--- START RECORDED DATA ---
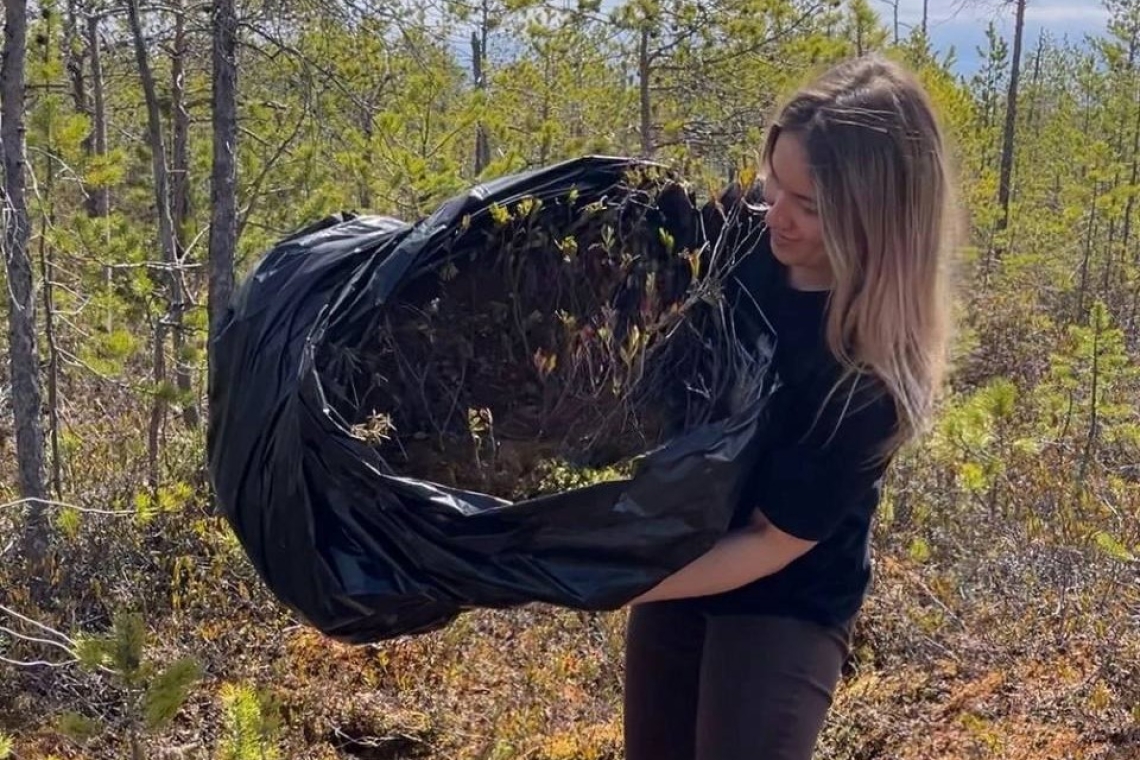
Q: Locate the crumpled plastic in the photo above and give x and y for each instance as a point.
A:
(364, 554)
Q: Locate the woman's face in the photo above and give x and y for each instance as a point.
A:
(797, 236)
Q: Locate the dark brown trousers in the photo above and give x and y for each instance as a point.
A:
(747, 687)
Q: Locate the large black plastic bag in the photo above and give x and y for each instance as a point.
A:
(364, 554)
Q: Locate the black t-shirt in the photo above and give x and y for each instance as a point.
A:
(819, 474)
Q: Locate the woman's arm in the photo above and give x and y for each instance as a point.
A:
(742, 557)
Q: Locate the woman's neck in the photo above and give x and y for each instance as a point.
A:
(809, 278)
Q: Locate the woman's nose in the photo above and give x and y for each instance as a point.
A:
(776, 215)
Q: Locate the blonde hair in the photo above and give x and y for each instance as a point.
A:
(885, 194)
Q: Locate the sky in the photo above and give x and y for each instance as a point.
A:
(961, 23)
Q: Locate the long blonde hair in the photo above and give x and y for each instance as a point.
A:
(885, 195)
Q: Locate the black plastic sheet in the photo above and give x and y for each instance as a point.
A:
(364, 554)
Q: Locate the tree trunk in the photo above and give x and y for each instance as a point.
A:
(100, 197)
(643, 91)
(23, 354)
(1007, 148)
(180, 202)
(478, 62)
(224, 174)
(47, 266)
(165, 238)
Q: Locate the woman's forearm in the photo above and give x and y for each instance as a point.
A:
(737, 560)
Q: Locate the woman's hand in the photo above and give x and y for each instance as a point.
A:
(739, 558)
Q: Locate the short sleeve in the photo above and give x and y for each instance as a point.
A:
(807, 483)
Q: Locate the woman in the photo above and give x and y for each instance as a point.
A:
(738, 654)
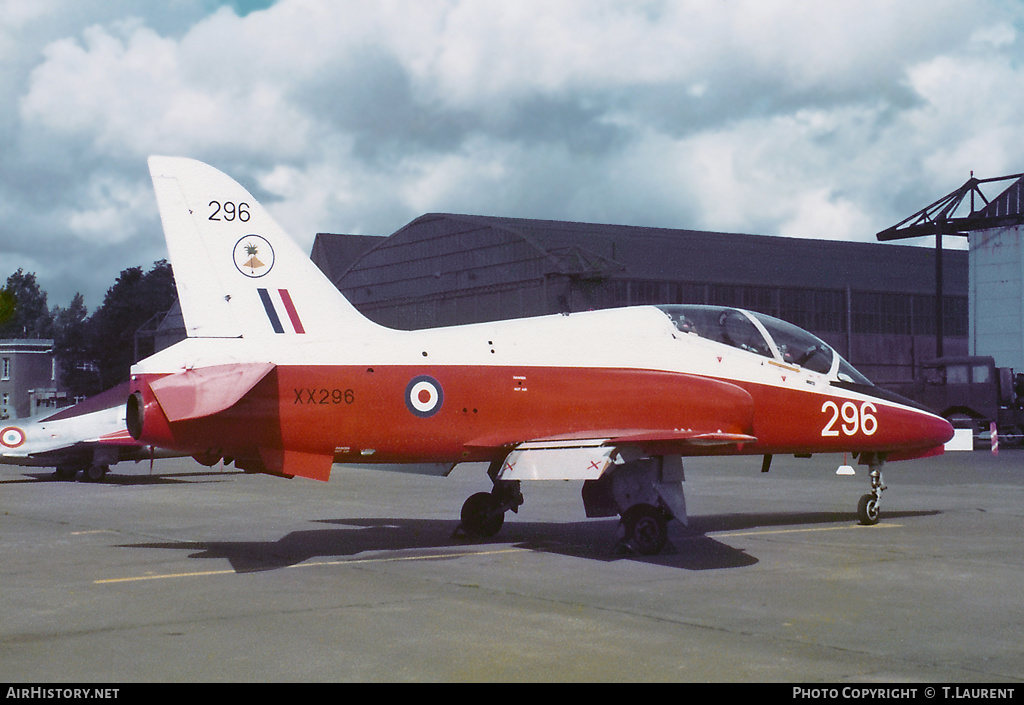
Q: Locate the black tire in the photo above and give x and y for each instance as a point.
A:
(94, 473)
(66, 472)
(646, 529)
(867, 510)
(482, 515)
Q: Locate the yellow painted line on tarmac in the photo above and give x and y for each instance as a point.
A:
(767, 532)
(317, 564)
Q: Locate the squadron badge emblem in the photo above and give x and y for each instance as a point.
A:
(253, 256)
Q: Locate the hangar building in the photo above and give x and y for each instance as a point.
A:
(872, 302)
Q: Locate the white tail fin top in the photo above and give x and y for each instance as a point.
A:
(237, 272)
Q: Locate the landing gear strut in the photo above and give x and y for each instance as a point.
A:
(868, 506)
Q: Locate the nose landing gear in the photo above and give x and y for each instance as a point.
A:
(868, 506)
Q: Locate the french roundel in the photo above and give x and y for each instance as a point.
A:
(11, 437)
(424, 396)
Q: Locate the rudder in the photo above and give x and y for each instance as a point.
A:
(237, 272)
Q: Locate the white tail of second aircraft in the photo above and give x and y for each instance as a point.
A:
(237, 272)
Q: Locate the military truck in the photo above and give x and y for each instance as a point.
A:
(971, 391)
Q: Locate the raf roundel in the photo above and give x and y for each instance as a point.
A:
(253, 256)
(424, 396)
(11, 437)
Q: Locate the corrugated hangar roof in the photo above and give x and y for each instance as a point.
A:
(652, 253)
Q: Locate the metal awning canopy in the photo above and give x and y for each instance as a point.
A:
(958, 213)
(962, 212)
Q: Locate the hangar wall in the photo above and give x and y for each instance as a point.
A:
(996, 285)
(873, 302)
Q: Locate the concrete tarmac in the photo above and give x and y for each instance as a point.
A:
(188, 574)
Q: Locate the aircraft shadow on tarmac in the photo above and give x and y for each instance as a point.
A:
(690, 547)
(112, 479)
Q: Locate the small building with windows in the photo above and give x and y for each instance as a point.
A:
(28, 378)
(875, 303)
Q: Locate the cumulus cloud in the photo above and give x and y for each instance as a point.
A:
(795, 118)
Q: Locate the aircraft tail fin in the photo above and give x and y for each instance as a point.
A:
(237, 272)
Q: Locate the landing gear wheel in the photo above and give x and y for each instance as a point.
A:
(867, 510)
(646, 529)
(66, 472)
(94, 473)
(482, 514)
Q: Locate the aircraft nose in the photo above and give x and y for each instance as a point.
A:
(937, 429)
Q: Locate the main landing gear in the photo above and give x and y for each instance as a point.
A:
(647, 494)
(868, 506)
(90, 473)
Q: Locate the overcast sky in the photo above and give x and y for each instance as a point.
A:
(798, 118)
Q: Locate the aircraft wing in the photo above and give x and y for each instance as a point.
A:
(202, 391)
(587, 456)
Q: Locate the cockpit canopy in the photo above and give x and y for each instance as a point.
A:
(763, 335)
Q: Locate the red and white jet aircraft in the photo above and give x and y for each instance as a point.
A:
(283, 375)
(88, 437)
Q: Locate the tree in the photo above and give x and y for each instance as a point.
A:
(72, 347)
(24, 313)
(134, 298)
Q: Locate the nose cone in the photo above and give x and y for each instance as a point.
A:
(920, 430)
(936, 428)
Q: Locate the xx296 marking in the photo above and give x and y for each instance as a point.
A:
--- END RECORDED DATA ---
WHAT YOU WILL DO: Repeat all of the lines above word for word, and leave the pictures out.

OUTPUT FOR THIS EXERCISE:
Q: Locate the crumpled plastic in the photo above and give x and y for each instance as a point.
A:
(364, 554)
Q: Locate the woman's face in the photo above and give x and y for each instance as a point.
A:
(797, 236)
Q: Locate the dark brown trousers in the photo above and give x and y for each instance as a point.
A:
(747, 687)
Q: Locate the large black plastic bag in the photo above and give x and y for each instance as a point.
A:
(364, 554)
Q: Locate the black t-shirt in the photo above and give x and y for each instance as a point.
A:
(819, 474)
Q: Locate the woman's arm in the photo above and give x and y for each instance as a point.
A:
(742, 557)
Q: Locate the woman's neck in the photo above and give x and y for each instance as a point.
A:
(809, 278)
Q: Locate the woman's nose in the photo above and give x and y for each instance as a point.
A:
(776, 215)
Q: Locate the blonde hair in the photo above and give x and y for each instance as a point.
A:
(885, 194)
Q: Locate the sky in the photo above and give x and y for each instance as a point.
A:
(961, 23)
Q: Locate the long blonde hair in the photo above and give x and y for each instance as a point.
A:
(885, 195)
Q: Locate the black plastic sheet in the photo above and give x and y for each instance as a point.
A:
(364, 554)
Q: Locate the tree trunk in the photo above and give x and y for each instance as a point.
A:
(100, 197)
(643, 91)
(23, 354)
(1007, 148)
(180, 202)
(478, 62)
(224, 174)
(47, 266)
(165, 238)
Q: Locate the woman's forearm in the photo above and give x and y for each instance as a point.
A:
(737, 560)
Q: Locate the woman's hand in the photo above and give x and y for each instance as a point.
A:
(739, 558)
Q: Locate the short sleeve in the photo above and give x and y for each instance as a point.
A:
(807, 483)
Q: Locate the woman in the photo above and give x and y for each instance as a point.
A:
(738, 654)
Q: Locate the black tire in the photo above and give x and y for each instance as a point.
A:
(94, 473)
(66, 472)
(646, 529)
(867, 510)
(482, 515)
Q: Locate the yellow painted line on tarmac in the photo above and give x and y for each instance as a point.
A:
(767, 532)
(317, 564)
Q: Locate the squadron badge emblem in the photo above and give x and y for each instance as a point.
A:
(253, 256)
Q: Locate the hangar building in the photo above and give x and y for each instance as a point.
A:
(872, 302)
Q: Locate the white tail fin top in the photo above and give x and y for each instance as a point.
A:
(237, 272)
Q: Locate the landing gear strut in the photo above and give x and y for each instance as a point.
A:
(868, 506)
Q: Locate the nose landing gear in the photo above and give x and y for each instance as a point.
A:
(868, 506)
Q: Locate the french roundel in the photo above and give x and y for each instance as a point.
A:
(11, 437)
(424, 396)
Q: Locate the rudder in the photo above and give x and y for each instance as a point.
A:
(237, 272)
Q: Locate the white tail of second aircraft in the photo above and give x and y for each instance as a point.
A:
(237, 272)
Q: Locate the military truck in the photo above and give x and y for each instance as a point.
A:
(971, 391)
Q: Locate the raf roundel in the photo above and give x and y for each instance as a point.
A:
(253, 256)
(424, 396)
(11, 437)
Q: Locate the corrugated hangar roof in the photo above and give x and y for each instance as a point.
A:
(652, 253)
Q: Locate the metal awning canopy in the photo above and give x and y for each instance as a point.
A:
(958, 213)
(962, 212)
Q: Locate the hangar wall in the photo above and give x and y for each instance as a point.
A:
(996, 285)
(873, 302)
Q: Locate the concrete tarmac in the photo above and give x and y for each instance as a point.
A:
(188, 574)
Q: Locate the aircraft shadow on tarmac in the photo above and give x and y for each instance as a point.
A:
(690, 547)
(112, 479)
Q: Locate the small building with windows in the photo above and give x and y for each instance as a point.
A:
(28, 378)
(875, 303)
Q: Locate the cumulus cloud in the photo above and give x and y for each instance as a point.
A:
(795, 118)
Q: Locate the aircraft tail fin in the photo above and give x and y for each instance as a point.
A:
(237, 272)
Q: Locate the landing gear wheel in the photo above and give x and y for each instance as a point.
A:
(867, 510)
(646, 529)
(66, 472)
(94, 473)
(482, 514)
Q: Locate the aircraft nose in the photo above and give x and y for each instance as a point.
A:
(937, 429)
Q: Locate the main landing gear in the photo above and give x and y for each instance as a point.
A:
(647, 494)
(868, 506)
(90, 473)
Q: Locate the overcast sky in the photo above and give x and y for each instance as a point.
A:
(798, 118)
Q: Locate the aircraft wing in the photo above and give x and y for each instance as a point.
A:
(202, 391)
(587, 456)
Q: Locate the cockpit canopy in the photo above and give x and y for each instance as a point.
A:
(763, 335)
Q: Locate the red and white jet aircraft in the photo above and give x and y for each instance as a point.
A:
(283, 375)
(88, 437)
Q: Locate the tree in the photo above and give x and y for each instance as a point.
A:
(72, 347)
(24, 313)
(134, 298)
Q: Locate the nose cone in the photo above and give x and y for each instance as a point.
A:
(920, 430)
(936, 428)
Q: Locate the xx296 marking in the photo above and give x and y for each instance as a point.
A:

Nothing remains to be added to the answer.